- Task description
Copy out the passage on women's health below word for word, from its date line to its last sentence.

- Passage
Tuesday, 15 April 2008

Sometimes it's hard to be a woman

Women. Despite regularly being lumped together with minority groups, we actually outnumber men. Although there are more boys born than girls, women are somehow more robust and live longer.

It's not easy being a woman, however, especially when health stories seem to suggest that if we would only behave like 1950s housewives, doing our own housework, barely touching alcohol and having babies in our twenties, we could be happier and healthier.

At least we need never be ignorant about our health as there are lots of resources dedicated to the fairer sex. Starting with patient information, NHS Choices has a whole section on gynaecology - everything from periods to STDs - and on pregnancy. The BBC's women's health site covers a range of issues from sexual health to mental health. Medline Plus ranges wide in its selection on women's health, including alcohol problems, travellers and heart health.

The National Library for Health has a separate Women's Health Specialist Library and even Bandolier has a page that collects together issues gynaecological and obstetric.

There is an Association of Chartered Physiotherapists in Women's Health (ACPWH), the Royal College of Obstetricians and Gynaecologists (RCOG) and the Royal College of Midwives, all dedicated to looking after women. (Spare a thought, please, for Midwives, who are no longer supported by their own library.)

There are resources for women's cancers. Breast cancer has its own charity, website and pink ribbon, but other websites also cover the condition. Ovarian cancer is less glam - no Kylie - and doesn't seem to have a dedicated charity. Uterine cancer also lacks a dedicated website.

- Records supplied
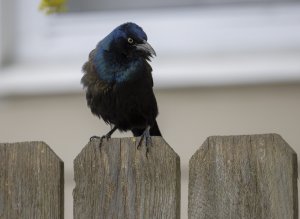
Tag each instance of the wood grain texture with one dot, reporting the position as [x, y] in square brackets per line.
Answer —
[238, 177]
[31, 182]
[119, 181]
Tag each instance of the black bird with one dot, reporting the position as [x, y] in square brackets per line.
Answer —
[118, 82]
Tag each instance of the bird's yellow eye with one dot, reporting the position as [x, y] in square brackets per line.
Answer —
[130, 40]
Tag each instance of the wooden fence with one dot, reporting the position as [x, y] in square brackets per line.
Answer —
[249, 177]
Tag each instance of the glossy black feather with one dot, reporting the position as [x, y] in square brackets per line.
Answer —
[119, 84]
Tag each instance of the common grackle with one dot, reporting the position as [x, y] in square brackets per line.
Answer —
[118, 82]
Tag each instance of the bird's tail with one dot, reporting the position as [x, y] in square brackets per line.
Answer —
[154, 131]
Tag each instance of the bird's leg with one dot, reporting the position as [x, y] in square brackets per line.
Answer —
[147, 137]
[107, 136]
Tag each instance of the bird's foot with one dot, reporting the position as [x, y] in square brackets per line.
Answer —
[107, 136]
[148, 140]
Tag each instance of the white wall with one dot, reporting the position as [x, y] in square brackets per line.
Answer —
[187, 117]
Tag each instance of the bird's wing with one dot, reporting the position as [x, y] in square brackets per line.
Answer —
[149, 74]
[90, 79]
[96, 88]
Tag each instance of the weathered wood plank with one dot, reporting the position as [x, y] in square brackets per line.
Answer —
[31, 182]
[119, 181]
[238, 177]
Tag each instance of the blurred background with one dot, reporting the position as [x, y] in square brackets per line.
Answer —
[224, 67]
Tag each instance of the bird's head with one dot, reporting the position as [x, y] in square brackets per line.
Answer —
[129, 41]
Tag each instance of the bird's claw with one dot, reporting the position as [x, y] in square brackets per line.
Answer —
[148, 141]
[94, 137]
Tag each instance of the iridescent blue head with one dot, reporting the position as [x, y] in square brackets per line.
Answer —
[127, 41]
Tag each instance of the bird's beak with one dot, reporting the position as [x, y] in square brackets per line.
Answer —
[146, 47]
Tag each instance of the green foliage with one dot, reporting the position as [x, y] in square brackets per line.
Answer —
[53, 6]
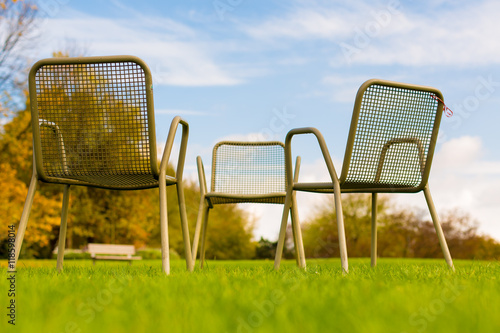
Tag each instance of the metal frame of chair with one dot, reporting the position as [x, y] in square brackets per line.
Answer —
[390, 147]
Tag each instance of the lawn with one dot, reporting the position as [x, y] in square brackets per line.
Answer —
[400, 295]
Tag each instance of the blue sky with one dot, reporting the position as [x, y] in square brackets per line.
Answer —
[241, 69]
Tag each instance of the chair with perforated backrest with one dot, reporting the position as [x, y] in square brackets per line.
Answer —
[93, 125]
[245, 172]
[391, 143]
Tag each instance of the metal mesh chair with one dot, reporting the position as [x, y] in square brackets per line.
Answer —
[245, 172]
[391, 143]
[93, 125]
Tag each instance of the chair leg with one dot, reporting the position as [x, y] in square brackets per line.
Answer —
[284, 221]
[185, 228]
[62, 229]
[165, 253]
[341, 229]
[204, 237]
[297, 234]
[24, 217]
[374, 229]
[196, 238]
[437, 226]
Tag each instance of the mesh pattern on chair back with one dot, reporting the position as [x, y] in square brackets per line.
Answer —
[392, 137]
[248, 168]
[93, 122]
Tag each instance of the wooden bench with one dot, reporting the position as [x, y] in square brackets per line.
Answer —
[112, 252]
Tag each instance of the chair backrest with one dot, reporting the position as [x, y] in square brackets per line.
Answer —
[392, 137]
[93, 118]
[248, 168]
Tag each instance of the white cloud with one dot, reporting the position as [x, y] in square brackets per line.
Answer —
[178, 112]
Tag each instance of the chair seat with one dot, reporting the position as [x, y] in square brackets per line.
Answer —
[222, 198]
[116, 181]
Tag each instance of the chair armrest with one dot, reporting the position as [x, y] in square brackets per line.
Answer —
[168, 148]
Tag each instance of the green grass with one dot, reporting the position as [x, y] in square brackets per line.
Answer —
[248, 296]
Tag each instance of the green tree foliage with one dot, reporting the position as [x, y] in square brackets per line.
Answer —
[401, 233]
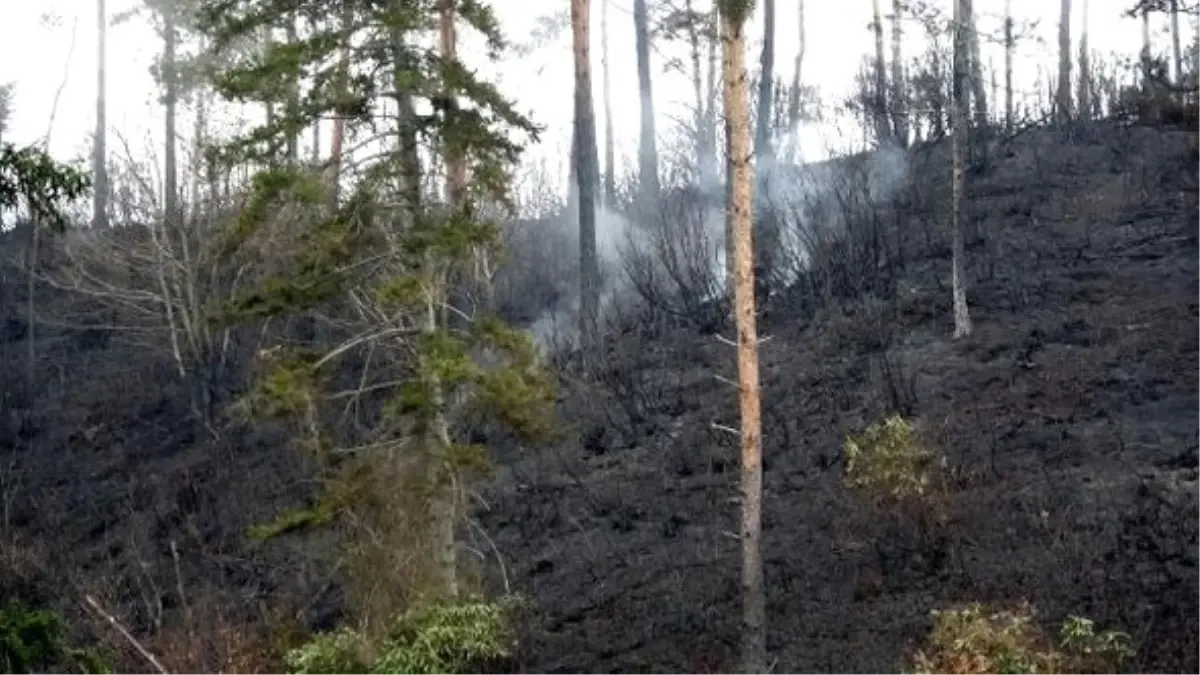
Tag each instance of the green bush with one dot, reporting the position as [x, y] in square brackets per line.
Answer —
[432, 639]
[888, 461]
[973, 640]
[35, 639]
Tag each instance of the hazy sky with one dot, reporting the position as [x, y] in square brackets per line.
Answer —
[43, 58]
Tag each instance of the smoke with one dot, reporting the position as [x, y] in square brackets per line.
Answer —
[796, 190]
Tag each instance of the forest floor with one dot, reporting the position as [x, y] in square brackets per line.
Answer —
[1069, 420]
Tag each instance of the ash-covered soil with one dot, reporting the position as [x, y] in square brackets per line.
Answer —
[1069, 420]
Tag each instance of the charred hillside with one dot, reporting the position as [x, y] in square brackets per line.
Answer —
[1068, 424]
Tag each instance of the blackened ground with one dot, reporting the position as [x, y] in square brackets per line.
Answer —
[1071, 420]
[1071, 423]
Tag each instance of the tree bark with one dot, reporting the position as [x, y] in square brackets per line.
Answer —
[1176, 48]
[1009, 48]
[647, 149]
[899, 89]
[610, 173]
[587, 169]
[978, 87]
[880, 102]
[293, 103]
[1062, 99]
[793, 102]
[447, 497]
[1084, 89]
[171, 78]
[99, 151]
[960, 109]
[1145, 47]
[766, 82]
[737, 106]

- Output
Tuesday, 15 April 2008

Sometimes it's hard to be a woman

Women. Despite regularly being lumped together with minority groups, we actually outnumber men. Although there are more boys born than girls, women are somehow more robust and live longer.

It's not easy being a woman, however, especially when health stories seem to suggest that if we would only behave like 1950s housewives, doing our own housework, barely touching alcohol and having babies in our twenties, we could be happier and healthier.

At least we need never be ignorant about our health as there are lots of resources dedicated to the fairer sex. Starting with patient information, NHS Choices has a whole section on gynaecology - everything from periods to STDs - and on pregnancy. The BBC's women's health site covers a range of issues from sexual health to mental health. Medline Plus ranges wide in its selection on women's health, including alcohol problems, travellers and heart health.

The National Library for Health has a separate Women's Health Specialist Library and even Bandolier has a page that collects together issues gynaecological and obstetric.

There is an Association of Chartered Physiotherapists in Women's Health (ACPWH), the Royal College of Obstetricians and Gynaecologists (RCOG) and the Royal College of Midwives, all dedicated to looking after women. (Spare a thought, please, for Midwives, who are no longer supported by their own library.)

There are resources for women's cancers. Breast cancer has its own charity, website and pink ribbon, but other websites also cover the condition. Ovarian cancer is less glam - no Kylie - and doesn't seem to have a dedicated charity. Uterine cancer also lacks a dedicated website.